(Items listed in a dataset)
Content starts

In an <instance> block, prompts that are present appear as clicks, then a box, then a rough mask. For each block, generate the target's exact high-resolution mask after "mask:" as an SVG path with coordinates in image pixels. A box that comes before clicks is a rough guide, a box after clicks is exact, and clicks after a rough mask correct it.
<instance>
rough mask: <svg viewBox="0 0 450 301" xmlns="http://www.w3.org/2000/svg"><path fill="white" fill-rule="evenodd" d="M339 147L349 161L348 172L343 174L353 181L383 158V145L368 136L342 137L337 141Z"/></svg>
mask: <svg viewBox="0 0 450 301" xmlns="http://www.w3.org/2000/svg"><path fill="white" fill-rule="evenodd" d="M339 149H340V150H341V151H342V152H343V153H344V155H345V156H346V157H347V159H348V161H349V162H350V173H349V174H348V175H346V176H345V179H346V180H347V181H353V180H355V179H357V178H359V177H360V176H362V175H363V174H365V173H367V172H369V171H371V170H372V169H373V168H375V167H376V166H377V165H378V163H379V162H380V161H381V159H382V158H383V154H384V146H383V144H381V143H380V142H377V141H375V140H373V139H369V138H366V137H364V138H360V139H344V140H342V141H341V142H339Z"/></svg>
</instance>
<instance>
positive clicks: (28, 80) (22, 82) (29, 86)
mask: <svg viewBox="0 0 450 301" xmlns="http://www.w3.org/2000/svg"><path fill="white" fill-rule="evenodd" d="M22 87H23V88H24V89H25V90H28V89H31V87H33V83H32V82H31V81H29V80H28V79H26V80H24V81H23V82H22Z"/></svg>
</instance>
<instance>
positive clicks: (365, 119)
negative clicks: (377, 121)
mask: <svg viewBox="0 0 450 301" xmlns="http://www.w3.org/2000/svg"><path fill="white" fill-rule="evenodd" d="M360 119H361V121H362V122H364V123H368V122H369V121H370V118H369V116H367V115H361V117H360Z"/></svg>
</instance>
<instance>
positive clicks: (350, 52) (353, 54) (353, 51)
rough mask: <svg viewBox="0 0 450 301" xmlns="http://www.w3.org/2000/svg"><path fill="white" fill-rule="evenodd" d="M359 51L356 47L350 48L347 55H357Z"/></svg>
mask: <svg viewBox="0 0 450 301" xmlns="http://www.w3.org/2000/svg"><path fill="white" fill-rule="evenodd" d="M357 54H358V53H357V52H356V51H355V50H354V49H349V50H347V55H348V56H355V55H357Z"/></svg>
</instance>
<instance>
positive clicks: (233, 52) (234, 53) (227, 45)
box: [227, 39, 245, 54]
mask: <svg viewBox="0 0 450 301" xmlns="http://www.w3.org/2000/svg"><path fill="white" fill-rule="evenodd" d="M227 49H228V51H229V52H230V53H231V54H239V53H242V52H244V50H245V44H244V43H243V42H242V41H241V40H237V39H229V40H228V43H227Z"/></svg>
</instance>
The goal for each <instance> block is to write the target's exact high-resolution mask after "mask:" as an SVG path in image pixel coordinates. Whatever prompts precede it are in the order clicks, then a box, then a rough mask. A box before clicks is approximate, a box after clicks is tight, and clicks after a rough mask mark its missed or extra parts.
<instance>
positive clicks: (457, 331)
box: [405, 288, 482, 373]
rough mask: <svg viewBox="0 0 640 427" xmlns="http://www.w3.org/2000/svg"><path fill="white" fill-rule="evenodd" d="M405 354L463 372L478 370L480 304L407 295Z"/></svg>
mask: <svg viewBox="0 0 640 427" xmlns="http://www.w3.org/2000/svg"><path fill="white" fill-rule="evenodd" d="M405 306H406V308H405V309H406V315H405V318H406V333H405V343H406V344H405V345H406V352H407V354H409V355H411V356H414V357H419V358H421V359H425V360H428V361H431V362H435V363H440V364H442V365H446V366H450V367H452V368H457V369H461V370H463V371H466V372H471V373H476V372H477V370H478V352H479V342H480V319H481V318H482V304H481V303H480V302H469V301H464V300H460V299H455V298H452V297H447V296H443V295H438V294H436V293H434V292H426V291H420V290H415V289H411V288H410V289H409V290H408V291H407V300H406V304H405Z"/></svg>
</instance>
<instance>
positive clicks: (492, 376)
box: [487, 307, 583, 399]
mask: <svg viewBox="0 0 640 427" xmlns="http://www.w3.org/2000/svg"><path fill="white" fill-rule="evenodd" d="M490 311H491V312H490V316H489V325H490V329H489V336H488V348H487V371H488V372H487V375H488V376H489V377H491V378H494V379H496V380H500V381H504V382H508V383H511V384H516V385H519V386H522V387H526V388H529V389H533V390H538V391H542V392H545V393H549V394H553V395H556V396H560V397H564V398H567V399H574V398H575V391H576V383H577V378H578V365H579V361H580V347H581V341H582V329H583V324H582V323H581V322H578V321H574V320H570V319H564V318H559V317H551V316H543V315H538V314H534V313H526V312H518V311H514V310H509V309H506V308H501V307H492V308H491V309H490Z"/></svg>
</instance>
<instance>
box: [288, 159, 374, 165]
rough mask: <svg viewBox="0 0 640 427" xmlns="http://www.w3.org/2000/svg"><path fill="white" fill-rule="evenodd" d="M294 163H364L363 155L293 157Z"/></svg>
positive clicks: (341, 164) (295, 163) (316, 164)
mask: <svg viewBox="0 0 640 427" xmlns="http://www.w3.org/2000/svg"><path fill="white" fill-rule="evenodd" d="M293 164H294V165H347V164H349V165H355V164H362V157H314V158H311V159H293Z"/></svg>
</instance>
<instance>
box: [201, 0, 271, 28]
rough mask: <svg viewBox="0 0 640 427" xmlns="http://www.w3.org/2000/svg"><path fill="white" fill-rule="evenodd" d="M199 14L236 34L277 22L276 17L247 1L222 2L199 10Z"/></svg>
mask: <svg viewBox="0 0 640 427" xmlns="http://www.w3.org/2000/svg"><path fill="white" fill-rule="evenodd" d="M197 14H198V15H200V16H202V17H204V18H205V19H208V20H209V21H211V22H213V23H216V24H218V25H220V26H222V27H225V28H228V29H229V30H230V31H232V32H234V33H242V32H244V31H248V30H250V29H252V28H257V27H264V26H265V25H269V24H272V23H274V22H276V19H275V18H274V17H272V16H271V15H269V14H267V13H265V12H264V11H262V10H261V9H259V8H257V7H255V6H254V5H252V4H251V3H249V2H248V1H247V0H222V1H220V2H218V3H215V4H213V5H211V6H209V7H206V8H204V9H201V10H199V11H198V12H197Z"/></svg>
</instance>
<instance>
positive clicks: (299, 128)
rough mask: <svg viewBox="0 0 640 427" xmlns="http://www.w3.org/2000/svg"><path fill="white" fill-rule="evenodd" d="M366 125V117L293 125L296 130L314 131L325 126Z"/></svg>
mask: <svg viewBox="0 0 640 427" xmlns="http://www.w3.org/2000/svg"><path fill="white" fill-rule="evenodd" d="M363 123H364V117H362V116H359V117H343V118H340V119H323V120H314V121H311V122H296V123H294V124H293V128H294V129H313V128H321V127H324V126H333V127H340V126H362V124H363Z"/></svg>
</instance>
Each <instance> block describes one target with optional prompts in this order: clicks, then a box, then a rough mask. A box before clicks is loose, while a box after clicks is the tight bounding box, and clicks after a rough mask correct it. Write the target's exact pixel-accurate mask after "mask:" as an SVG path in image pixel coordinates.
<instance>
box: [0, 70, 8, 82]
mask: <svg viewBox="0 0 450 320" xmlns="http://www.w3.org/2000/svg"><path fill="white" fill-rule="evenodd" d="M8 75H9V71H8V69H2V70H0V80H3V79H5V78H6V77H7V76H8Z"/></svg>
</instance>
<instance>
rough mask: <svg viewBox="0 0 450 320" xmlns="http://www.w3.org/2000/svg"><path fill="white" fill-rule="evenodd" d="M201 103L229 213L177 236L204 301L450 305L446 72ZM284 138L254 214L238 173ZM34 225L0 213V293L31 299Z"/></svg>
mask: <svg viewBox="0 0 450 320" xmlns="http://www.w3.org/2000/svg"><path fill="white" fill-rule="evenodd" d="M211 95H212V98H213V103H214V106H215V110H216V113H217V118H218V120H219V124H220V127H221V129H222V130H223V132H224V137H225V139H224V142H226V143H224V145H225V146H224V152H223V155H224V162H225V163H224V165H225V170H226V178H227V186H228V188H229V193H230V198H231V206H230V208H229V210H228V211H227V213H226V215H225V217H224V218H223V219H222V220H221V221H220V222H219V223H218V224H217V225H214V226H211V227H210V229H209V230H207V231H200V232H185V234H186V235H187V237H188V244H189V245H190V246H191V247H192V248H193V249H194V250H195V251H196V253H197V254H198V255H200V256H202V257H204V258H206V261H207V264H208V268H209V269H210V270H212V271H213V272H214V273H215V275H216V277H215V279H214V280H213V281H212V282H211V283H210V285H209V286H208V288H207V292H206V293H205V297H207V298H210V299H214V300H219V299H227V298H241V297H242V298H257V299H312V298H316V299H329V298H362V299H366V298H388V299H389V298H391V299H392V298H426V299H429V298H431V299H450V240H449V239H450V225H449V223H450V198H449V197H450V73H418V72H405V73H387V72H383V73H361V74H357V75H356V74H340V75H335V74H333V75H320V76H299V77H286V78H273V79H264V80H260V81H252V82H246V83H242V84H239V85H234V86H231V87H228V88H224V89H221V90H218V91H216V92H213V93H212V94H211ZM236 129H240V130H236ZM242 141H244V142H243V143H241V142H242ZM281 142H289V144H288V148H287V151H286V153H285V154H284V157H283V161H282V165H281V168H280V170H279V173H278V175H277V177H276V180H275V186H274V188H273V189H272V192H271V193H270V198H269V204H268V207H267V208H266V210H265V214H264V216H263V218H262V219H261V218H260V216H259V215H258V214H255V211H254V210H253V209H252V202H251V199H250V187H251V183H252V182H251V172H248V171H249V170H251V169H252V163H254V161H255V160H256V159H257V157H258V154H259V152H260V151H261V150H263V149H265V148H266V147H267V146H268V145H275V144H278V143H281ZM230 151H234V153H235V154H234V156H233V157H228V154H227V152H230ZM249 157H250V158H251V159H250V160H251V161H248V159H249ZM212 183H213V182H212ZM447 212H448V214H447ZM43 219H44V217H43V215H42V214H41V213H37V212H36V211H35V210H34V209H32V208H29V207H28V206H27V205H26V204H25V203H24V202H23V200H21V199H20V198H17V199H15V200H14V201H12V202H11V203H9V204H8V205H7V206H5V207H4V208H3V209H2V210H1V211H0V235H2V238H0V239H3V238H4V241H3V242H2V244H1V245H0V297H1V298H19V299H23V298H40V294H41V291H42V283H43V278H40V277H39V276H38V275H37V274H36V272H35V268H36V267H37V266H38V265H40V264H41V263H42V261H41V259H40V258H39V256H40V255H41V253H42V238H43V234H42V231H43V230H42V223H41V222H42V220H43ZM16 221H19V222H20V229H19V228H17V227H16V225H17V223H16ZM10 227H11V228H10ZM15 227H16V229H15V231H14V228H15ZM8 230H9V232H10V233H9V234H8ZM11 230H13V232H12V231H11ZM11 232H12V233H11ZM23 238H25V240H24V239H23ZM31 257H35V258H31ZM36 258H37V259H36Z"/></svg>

Content ends

About this exercise
Among the lines above, find those with the word "correct". Copy them.

Task output
In an <instance> block, prompts that are present appear as clicks, then a box, then a rough mask. For each block, generate the target's exact high-resolution mask after "mask:" as an SVG path with coordinates in image pixels. A box that comes before clicks is a rough guide, a box after clicks is exact, and clicks after a rough mask correct it.
Each <instance> block describes one target with optional prompts in this order: clicks, then a box, then a rough mask. A box before clicks is loose, while a box after clicks is the tight bounding box, and clicks after a rough mask correct it. Write the target's exact pixel-accurate mask after "mask:" as an SVG path in image pixel coordinates.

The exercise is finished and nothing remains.